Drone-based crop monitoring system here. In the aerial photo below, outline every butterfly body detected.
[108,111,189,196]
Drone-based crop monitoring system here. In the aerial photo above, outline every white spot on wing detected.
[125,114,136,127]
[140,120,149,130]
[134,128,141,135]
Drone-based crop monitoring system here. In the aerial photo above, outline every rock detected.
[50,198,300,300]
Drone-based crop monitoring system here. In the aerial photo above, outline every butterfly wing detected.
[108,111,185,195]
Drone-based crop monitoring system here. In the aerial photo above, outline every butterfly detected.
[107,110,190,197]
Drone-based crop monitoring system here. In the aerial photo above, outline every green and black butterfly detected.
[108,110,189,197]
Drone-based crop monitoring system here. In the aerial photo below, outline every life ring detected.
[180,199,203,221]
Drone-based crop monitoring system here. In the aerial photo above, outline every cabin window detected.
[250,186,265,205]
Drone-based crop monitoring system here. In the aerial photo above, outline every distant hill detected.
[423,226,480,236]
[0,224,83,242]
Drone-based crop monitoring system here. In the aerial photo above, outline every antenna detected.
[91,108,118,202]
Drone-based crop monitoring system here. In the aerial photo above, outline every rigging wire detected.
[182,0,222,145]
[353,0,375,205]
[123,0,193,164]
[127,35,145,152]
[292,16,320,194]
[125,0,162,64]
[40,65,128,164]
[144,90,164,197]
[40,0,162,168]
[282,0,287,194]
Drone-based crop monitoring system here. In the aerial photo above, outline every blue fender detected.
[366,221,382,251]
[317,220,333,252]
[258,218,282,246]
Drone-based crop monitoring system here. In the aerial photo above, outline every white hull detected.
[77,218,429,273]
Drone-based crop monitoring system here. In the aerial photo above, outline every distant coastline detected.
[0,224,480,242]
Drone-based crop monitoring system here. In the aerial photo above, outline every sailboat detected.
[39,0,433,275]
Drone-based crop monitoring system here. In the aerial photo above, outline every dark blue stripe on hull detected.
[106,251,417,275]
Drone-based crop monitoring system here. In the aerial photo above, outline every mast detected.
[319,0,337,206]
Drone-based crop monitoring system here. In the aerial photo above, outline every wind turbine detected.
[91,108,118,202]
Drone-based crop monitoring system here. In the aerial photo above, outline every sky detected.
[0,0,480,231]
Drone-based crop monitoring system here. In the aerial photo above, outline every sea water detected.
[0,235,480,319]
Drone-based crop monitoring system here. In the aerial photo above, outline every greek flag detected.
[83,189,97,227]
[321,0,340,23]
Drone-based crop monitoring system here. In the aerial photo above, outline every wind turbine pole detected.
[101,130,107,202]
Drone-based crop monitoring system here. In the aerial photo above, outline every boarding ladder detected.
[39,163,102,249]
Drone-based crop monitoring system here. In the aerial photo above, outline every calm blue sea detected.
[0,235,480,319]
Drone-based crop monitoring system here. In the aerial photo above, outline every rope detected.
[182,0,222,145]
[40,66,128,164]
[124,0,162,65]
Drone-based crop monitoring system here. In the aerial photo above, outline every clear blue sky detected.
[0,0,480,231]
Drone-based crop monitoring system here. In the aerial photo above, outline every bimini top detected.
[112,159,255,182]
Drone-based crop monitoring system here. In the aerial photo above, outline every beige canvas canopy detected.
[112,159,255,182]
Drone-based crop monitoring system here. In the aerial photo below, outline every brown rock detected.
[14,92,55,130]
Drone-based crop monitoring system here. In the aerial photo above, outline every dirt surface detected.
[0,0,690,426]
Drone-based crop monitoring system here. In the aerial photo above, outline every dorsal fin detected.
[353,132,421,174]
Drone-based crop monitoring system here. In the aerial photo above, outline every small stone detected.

· · ·

Retype every one of the entries above verbatim, keeping each line unchanged and in its original order.

COMPLETE ANSWER:
Drone-based crop monitoring system here. In the aerial photo below, outline every butterfly body detected.
[108,111,189,196]
Drone-based crop monitoring system here. In the aerial photo above, outline every white spot on wing detected.
[125,114,136,127]
[140,120,149,130]
[134,128,141,135]
Drone-based crop monitoring system here. In the aerial photo above, outline every rock detected.
[50,198,300,300]
Drone-based crop monitoring system here. In the aerial photo above, outline every butterfly wing detected.
[108,111,185,195]
Drone-based crop monitoring system here. In the aerial photo above, outline every butterfly detected.
[107,110,190,197]
Drone-based crop monitoring system here. In the aerial photo above, outline every green and black butterfly detected.
[108,110,189,197]
Drone-based crop monitoring system here. In the aerial photo below, outline every life ring detected.
[180,199,203,221]
Drone-based crop monitoring system here. In the aerial photo above, outline every cabin window detected.
[250,186,265,205]
Drone-based crop monitoring system here. In the aerial photo above, outline every distant hill detected.
[423,226,480,236]
[0,224,83,242]
Drone-based crop monitoring system here. In the aerial photo above, outline every antenna detected.
[91,108,118,202]
Drone-based crop monitoring system here. In the aerial photo above, outline every rigging wire detected.
[182,0,222,145]
[353,0,375,205]
[123,0,193,164]
[127,35,145,152]
[292,16,320,194]
[125,0,162,64]
[40,65,128,164]
[144,90,164,197]
[40,0,162,168]
[282,0,287,194]
Drone-based crop monitoring system here. In the aerial photo above, outline every blue fender detected.
[366,221,382,251]
[317,220,333,252]
[258,218,282,246]
Drone-based crop monitoring system here. In the aerial photo above, outline every white hull detected.
[77,218,429,273]
Drone-based crop monitoring system here. In the aerial photo above, outline every distant coastline detected.
[0,224,480,242]
Drone-based crop monitoring system here. In the aerial photo above, outline every sailboat detected.
[39,0,433,275]
Drone-based crop monitoring system here. In the aerial photo above, outline every dark blue stripe on hull detected.
[106,251,417,275]
Drone-based crop monitoring system here. In the aerial photo above, outline every mast detected.
[319,0,337,206]
Drone-based crop monitoring system here. In the aerial photo above, outline every wind turbine detected.
[91,108,118,202]
Drone-based crop monitoring system here. In the aerial photo above, outline every sky detected.
[0,0,480,231]
Drone-based crop monitoring system here. In the aerial photo above, outline every sea water detected.
[0,235,480,319]
Drone-based crop monitoring system here. In the aerial photo above, outline every greek flag detected.
[83,189,97,227]
[321,0,340,23]
Drone-based crop monitoring system here. In the aerial photo above, outline every wind turbine pole detected.
[101,130,107,202]
Drone-based crop monitoring system here. In the aerial photo above, outline every boarding ladder detected.
[39,163,102,249]
Drone-based crop monitoring system here. In the aerial photo above, outline every calm blue sea detected.
[0,235,480,319]
Drone-based crop monitoring system here. In the aerial photo above, outline every rope detected.
[182,0,222,145]
[40,66,128,164]
[124,0,162,65]
Drone-based crop monitoring system here. In the aerial photo above, outline every clear blue sky detected.
[0,0,480,231]
Drone-based crop monitoring system here. In the aerial photo above, outline every bimini top detected.
[112,159,255,182]
Drone-based crop monitoring system here. In the aerial photo above, outline every beige canvas canopy detected.
[112,159,255,182]
Drone-based crop monitoring system here. In the aerial photo below, outline every brown rock detected.
[14,92,55,130]
Drone-based crop monitoring system here. In the aerial photo above, outline every dirt surface detected.
[0,0,690,426]
Drone-based crop monitoring system here. In the aerial photo above, outline every dorsal fin detected.
[353,132,421,174]
Drone-based crop monitoring system here. In the aerial photo above, outline every small stone detected.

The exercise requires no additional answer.